» Excerpt provided
════════
Engineering Cyberspace!

Definitions

 

Cyberspace?  What is it?

  • Technology to facilitate network based entertainment (interactive or passive) for massive audiences.

  • A way of enabling massive audiences to participate in the same virtual world, by making each of their computers talk to each other.

  • A library of software routines that makes writing interactive entertainment much easier.

  • A way of efficiently sharing a model of a virtual world or artificial universe.

What’s so special?

Unique

Other solutions are traditional, server based

Servers linked by high bandwidth backbones model the universe

Participants’ computers are just client terminals

Expensive

Other distributed databases are inappropriate

Designed for a reliable applications environment

Not optimised for responsive intercommunication

Heavyweight

Designed for Global Networks

LAN solutions do not scale

Scalable

Can work on any network, whether direct modem-to-modem, LAN, cable-TV, Internet or Radio networks.

Industrial Strength

No practical limit to size of universe or number of participants

Large universes, particularly ones participants can build in, will be very appealing

The current technological limit of about 32 simultaneous participants does not represent a ceiling in terms of market.

Fault tolerant

Expectation of unreliability at core of design

Most other comparable systems are concerned with integrity. This system makes its absence a feature - by sacrificing integrity, the database can be optimised for response time.

Can cope with the temperamental Internet

Will automatically cope with communication breakdown and fluctuations, continuously reassigning links according to performance

Asynchronous

Unlike games such as Quake, is not held up by slowest participant.

Not upset by communications lag (though naturally, the game still has to address this aspect).

Not just for interactive entertainment

A virtual film set

A better World Wide Web

An operating system with a global network for a computer

Transparent distribution of software

Co-operative development environment

Why use it above any other approach?

Competitive advantage

Efficient

Optimised for communicating relevant changes in scene according to priority

Greater tolerance to limited bandwidth

Doesn’t require expensive high bandwidth infrastructure
Preferred by network & access providers
Allow wider user base

Scaleable

Extra hard disk resources automatically exploited

Multi-threading permits multi-processor ‘server’ type systems

Multi-threading also allows handling of simultaneous connections

Symmetric (same whatever the system - participant or server)

The middleware is the same for consoles as for ‘servers’.
════════
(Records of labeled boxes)
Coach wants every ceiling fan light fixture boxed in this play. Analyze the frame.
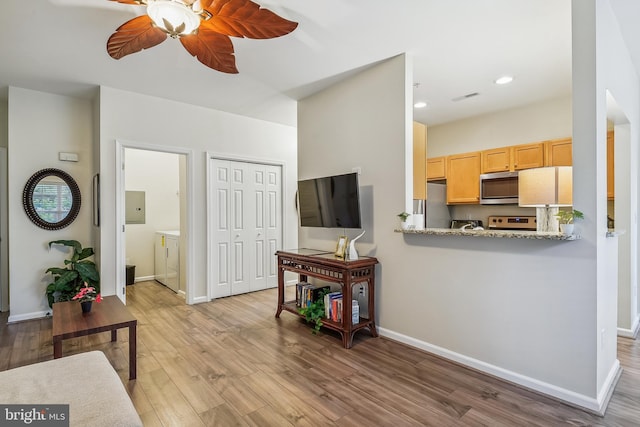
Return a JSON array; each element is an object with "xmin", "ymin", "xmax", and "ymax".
[{"xmin": 147, "ymin": 0, "xmax": 202, "ymax": 38}]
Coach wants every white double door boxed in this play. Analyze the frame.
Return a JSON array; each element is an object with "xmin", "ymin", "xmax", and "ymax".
[{"xmin": 209, "ymin": 159, "xmax": 282, "ymax": 298}]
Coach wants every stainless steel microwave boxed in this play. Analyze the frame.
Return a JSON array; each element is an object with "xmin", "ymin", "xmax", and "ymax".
[{"xmin": 480, "ymin": 171, "xmax": 518, "ymax": 205}]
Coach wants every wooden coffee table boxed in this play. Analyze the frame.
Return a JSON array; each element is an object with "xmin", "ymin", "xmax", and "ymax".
[{"xmin": 53, "ymin": 295, "xmax": 138, "ymax": 380}]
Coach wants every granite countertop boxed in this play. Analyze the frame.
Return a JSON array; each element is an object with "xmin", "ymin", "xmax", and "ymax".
[{"xmin": 395, "ymin": 228, "xmax": 580, "ymax": 240}]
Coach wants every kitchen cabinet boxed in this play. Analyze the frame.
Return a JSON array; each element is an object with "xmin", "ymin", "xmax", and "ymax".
[
  {"xmin": 512, "ymin": 142, "xmax": 544, "ymax": 171},
  {"xmin": 155, "ymin": 231, "xmax": 180, "ymax": 292},
  {"xmin": 427, "ymin": 156, "xmax": 447, "ymax": 181},
  {"xmin": 480, "ymin": 142, "xmax": 544, "ymax": 173},
  {"xmin": 447, "ymin": 151, "xmax": 480, "ymax": 204},
  {"xmin": 480, "ymin": 147, "xmax": 511, "ymax": 173},
  {"xmin": 544, "ymin": 138, "xmax": 573, "ymax": 166},
  {"xmin": 607, "ymin": 131, "xmax": 616, "ymax": 200},
  {"xmin": 413, "ymin": 122, "xmax": 427, "ymax": 200}
]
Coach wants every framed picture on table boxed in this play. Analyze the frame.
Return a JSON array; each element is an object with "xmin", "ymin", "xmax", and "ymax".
[{"xmin": 335, "ymin": 236, "xmax": 348, "ymax": 259}]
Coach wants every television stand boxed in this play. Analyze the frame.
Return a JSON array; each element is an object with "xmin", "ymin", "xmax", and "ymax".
[{"xmin": 276, "ymin": 249, "xmax": 378, "ymax": 348}]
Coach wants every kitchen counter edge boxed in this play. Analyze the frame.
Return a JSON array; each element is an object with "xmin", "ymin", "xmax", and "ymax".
[{"xmin": 394, "ymin": 228, "xmax": 581, "ymax": 240}]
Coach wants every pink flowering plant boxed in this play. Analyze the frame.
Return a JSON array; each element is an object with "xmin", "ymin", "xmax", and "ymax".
[{"xmin": 71, "ymin": 282, "xmax": 102, "ymax": 303}]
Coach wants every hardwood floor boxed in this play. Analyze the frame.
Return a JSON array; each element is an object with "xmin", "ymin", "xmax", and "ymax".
[{"xmin": 0, "ymin": 282, "xmax": 640, "ymax": 427}]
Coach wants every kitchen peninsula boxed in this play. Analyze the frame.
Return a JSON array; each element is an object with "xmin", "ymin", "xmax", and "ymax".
[{"xmin": 395, "ymin": 228, "xmax": 580, "ymax": 240}]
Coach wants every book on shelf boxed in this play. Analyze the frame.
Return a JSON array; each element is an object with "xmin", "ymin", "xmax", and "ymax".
[
  {"xmin": 296, "ymin": 282, "xmax": 331, "ymax": 307},
  {"xmin": 324, "ymin": 291, "xmax": 342, "ymax": 320}
]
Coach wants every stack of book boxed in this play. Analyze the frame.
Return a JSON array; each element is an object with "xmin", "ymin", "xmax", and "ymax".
[
  {"xmin": 296, "ymin": 282, "xmax": 331, "ymax": 307},
  {"xmin": 324, "ymin": 292, "xmax": 342, "ymax": 322}
]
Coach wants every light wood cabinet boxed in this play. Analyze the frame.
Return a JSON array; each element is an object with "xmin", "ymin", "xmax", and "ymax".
[
  {"xmin": 447, "ymin": 151, "xmax": 480, "ymax": 204},
  {"xmin": 544, "ymin": 138, "xmax": 573, "ymax": 166},
  {"xmin": 607, "ymin": 131, "xmax": 616, "ymax": 200},
  {"xmin": 480, "ymin": 147, "xmax": 511, "ymax": 173},
  {"xmin": 413, "ymin": 122, "xmax": 427, "ymax": 200},
  {"xmin": 427, "ymin": 156, "xmax": 447, "ymax": 181},
  {"xmin": 511, "ymin": 142, "xmax": 544, "ymax": 171}
]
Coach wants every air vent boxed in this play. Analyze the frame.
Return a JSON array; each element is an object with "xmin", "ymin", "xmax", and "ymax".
[{"xmin": 452, "ymin": 92, "xmax": 480, "ymax": 102}]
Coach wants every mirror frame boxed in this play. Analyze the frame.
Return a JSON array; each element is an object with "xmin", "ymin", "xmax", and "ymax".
[{"xmin": 22, "ymin": 168, "xmax": 82, "ymax": 230}]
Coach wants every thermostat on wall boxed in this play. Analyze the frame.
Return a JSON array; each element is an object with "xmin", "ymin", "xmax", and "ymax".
[{"xmin": 58, "ymin": 152, "xmax": 78, "ymax": 162}]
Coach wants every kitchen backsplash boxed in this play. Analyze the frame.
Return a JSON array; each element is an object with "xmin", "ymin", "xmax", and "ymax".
[{"xmin": 448, "ymin": 205, "xmax": 536, "ymax": 225}]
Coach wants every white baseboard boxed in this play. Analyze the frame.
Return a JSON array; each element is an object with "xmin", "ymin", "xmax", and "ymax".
[
  {"xmin": 618, "ymin": 316, "xmax": 640, "ymax": 339},
  {"xmin": 378, "ymin": 327, "xmax": 622, "ymax": 416},
  {"xmin": 7, "ymin": 310, "xmax": 52, "ymax": 323}
]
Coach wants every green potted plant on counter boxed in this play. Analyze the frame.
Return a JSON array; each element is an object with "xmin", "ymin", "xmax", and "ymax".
[
  {"xmin": 556, "ymin": 208, "xmax": 584, "ymax": 235},
  {"xmin": 398, "ymin": 211, "xmax": 411, "ymax": 230}
]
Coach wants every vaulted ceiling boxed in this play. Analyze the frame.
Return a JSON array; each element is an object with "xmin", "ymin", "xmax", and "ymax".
[{"xmin": 0, "ymin": 0, "xmax": 640, "ymax": 126}]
════════
» To do
1: Using the cyberspace excerpt, answer these questions:
(a) What number of simultaneous participants does the excerpt give as the current technological limit?
(b) Which game does the excerpt name as one that is held up by its slowest participant?
(c) Under the heading "Scaleable," what resources does the excerpt say are automatically exploited?
2: Write what comes next in the cyberspace excerpt, starting after its final line.
The listing is separate material from the cyberspace excerpt.

» Answers in order
1:
(a) About 32.
(b) Quake.
(c) Extra hard disk resources.

2:
Flexible

Automatic configuration according to response time and capacity of neighbouring systems

Automatic load balancing of neighbouring nodes

Processing distributed according to ability and response time, e.g. a slow PC will do little background computation itself but will obtain results from a more capable system up the line.

Simple

Very small API to distributed database, consisting of a single function.

Technology

Object Oriented

Easily extensible
Conceptually easy to handle

Active

Not only data is shared, but programs are too.
Products and upgrades may easily be distributed
Products can be developed even while on-line
Application rules independent of platform (only front end is written for platform)

Distributed

Not reliant on one or a few servers.
Any system can go down without significant loss
Distributed processing as well as data

Transparent

Transparently replicates information
Authors can pretend there is just a single database
No need to worry about communications protocols, etc.
Authors just need to set priority attributes appropriately

Drawbacks

Investment

Risk

Reliance on success

New Technology, new skills

Not appropriate just for primitive Quake type games with few participants over a LAN

If need is only for LAN or low latency Internet based games with up to 32 participants, another approach would be more cost effective in the short term.

Quake type games over a LAN have a small and easily modelled universe where the only elements of unpredictability are the human participants - in such cases it is more efficient simply to communicate the participants’ input.

Possibilities

Rapid production of online entertainment

Online entertainment development (in-house)

Online art production

Other group working

Competition

Various Internet oriented solutions based on enhancements to essentially ‘brute force’ approaches, e.g. high speed backbone and server.

Microsoft and Direct Play

US Military, Department of Defence, HLA/DIS

Sun et al and use of Java in a distributed object space

World wide web, VRML, and high end 3D participants.

As yet unannounced approaches

A similar approach

Other Questions

Is it truly feasible?

Designed with the much higher volume of data transfer needed by true VR applications rather than 3D maze games like Quake which have static universes.

We know how to ‘brute force’ replicate databases around the network, this is fairly straightforward to do, the only complications arising from simultaneous access to the database.

Current distributed object oriented environments (even active ones) do exist but all presume that reliability is the primary concern.

For VR the overriding importance is response time, particularly for interacting participants. Our approach is entirely optimised towards this and is designed to ‘not care’ that low priority events may be missed, at the expense of high priority events.

How does it work - simply?

It is a local database where changes to data cause messages notifying these changes to be sent to a parent database and any other subscribing databases.

It is a self organising hierarchy of peer-to-peer systems in which systems are both clients and servers, some being heavily biased one way or another.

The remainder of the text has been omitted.